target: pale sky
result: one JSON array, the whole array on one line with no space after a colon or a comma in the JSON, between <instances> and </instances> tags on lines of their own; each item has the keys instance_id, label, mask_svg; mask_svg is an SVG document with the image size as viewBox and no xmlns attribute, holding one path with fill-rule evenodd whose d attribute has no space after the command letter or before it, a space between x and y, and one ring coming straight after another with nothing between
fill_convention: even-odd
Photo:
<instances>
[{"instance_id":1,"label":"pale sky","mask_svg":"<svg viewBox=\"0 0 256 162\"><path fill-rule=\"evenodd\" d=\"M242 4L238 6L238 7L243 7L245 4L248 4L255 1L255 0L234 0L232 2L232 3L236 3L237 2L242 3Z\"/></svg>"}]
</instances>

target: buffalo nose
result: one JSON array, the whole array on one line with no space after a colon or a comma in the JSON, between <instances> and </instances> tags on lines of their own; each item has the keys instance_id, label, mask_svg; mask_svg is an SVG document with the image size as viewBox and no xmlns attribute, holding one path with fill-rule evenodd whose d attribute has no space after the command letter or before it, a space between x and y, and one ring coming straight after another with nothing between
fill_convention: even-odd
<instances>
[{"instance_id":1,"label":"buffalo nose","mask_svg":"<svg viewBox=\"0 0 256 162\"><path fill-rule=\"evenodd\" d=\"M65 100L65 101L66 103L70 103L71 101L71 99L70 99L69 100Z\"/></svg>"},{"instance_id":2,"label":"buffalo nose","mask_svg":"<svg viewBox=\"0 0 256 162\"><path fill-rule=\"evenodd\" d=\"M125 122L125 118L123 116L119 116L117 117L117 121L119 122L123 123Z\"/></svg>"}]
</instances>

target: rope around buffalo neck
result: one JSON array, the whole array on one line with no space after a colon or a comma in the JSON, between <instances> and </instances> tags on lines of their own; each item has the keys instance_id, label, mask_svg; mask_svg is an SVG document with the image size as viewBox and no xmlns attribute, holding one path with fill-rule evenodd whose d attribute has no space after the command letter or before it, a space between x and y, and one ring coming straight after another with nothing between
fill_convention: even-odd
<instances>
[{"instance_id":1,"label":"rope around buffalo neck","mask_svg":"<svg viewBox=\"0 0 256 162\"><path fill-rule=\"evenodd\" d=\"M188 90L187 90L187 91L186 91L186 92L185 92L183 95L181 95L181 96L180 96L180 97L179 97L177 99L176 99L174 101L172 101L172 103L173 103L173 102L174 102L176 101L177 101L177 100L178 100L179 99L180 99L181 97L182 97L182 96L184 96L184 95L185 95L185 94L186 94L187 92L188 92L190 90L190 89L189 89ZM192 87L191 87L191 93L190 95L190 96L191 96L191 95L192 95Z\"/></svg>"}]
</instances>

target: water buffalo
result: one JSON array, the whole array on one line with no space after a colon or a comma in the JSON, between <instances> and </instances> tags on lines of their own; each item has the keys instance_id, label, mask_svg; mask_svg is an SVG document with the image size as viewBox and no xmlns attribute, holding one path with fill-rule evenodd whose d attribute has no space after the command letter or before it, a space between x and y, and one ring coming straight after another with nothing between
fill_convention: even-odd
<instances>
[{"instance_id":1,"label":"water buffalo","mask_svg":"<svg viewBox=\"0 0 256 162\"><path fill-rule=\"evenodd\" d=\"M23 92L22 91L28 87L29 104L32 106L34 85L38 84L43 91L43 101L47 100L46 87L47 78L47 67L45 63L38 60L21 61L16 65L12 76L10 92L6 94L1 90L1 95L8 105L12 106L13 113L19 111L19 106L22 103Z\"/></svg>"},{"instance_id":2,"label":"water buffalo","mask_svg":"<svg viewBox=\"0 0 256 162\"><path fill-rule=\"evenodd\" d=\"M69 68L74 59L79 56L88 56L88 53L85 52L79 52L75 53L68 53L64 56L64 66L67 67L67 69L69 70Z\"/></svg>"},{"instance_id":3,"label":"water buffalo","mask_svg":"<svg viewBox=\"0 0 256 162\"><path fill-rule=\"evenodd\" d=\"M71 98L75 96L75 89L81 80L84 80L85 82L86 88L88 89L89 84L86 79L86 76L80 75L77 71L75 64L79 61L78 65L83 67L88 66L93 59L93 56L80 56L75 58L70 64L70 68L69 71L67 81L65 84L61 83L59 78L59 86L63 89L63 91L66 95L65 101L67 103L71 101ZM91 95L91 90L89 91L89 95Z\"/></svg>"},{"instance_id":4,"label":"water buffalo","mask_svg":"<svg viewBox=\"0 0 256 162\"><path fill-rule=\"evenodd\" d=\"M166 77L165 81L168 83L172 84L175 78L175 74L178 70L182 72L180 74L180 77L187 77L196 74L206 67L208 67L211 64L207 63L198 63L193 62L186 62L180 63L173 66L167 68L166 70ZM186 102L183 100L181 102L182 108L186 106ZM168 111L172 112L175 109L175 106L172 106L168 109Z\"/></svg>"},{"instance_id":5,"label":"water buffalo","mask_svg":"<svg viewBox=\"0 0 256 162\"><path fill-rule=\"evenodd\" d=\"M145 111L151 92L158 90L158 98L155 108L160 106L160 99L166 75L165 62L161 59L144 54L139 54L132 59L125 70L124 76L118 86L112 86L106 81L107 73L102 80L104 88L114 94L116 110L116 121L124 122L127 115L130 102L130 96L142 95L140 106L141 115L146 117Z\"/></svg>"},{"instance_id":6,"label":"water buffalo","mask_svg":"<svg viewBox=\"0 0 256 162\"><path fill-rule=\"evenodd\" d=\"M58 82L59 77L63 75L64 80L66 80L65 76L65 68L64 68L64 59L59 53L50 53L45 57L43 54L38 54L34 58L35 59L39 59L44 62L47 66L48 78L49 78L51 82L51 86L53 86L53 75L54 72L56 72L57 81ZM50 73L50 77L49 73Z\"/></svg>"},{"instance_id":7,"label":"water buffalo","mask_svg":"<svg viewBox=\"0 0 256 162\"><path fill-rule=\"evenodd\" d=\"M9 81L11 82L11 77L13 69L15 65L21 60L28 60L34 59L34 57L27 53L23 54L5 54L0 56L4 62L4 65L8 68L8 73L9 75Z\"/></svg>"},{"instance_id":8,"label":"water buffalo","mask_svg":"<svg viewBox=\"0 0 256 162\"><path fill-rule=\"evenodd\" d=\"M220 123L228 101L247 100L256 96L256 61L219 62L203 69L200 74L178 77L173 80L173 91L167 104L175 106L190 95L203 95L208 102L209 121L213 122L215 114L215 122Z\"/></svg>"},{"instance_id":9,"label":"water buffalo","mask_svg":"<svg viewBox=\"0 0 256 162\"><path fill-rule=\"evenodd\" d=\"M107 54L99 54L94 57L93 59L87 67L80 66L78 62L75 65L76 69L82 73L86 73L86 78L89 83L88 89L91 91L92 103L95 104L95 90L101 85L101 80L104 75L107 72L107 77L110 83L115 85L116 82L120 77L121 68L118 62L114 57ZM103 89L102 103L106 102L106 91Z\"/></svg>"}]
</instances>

┄┄┄┄┄┄┄┄┄┄

» SET TASK
From the rows above, extract every line that contains the string "target".

» FULL ANSWER
target: pale sky
target: buffalo nose
target: rope around buffalo neck
target: water buffalo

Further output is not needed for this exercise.